WHAT THE TASK REQUIRES
Please repeat, from the entries that follow, the lines from the one containing "INSTRUCTION = locate a point on each instance of the stream" through the one containing "TARGET = large boulder at base" exactly, adding nothing.

[Referring expression pointing data]
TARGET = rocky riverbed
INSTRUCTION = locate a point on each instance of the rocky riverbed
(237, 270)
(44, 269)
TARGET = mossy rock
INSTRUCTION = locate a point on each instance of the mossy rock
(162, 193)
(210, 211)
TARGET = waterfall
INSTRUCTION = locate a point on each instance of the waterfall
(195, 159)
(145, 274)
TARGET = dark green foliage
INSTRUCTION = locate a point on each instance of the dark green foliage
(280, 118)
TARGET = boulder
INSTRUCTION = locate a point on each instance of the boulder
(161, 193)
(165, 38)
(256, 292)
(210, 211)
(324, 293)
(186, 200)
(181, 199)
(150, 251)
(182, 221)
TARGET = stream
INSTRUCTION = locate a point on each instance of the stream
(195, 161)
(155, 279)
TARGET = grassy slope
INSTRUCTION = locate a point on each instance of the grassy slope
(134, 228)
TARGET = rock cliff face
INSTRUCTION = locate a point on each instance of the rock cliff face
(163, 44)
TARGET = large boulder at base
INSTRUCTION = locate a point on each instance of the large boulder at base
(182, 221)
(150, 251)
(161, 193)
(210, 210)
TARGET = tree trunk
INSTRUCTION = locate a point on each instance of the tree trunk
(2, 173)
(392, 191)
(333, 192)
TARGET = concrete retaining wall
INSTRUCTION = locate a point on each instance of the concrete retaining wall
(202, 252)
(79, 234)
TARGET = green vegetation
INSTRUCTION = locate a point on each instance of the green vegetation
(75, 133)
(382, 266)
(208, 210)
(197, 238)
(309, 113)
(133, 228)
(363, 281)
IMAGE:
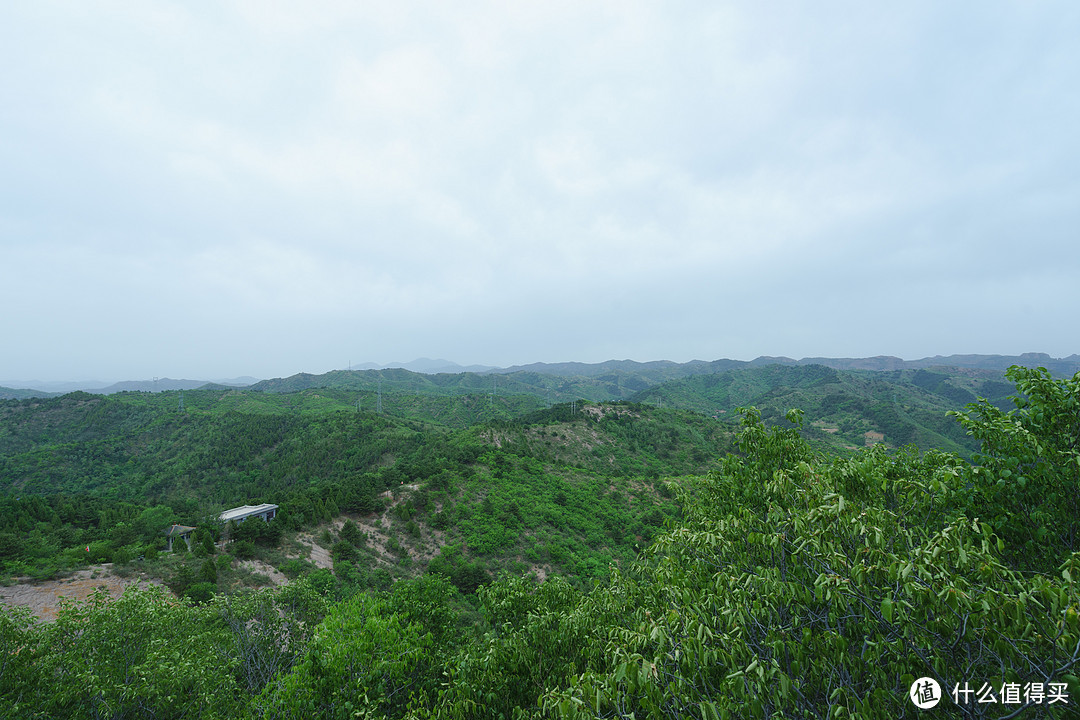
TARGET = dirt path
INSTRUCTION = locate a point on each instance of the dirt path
(43, 598)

TASK RESPONSE
INSTRUCTION = locate a point on each instance of the stream
(195, 161)
(155, 279)
TARGET = grassy slope
INSTRUCTION = locate a point on each instance of the grassy slope
(134, 228)
TARGET = rock cliff face
INSTRUCTION = locate a point on each instance of the rock cliff face
(163, 44)
TARGET = large boulder at base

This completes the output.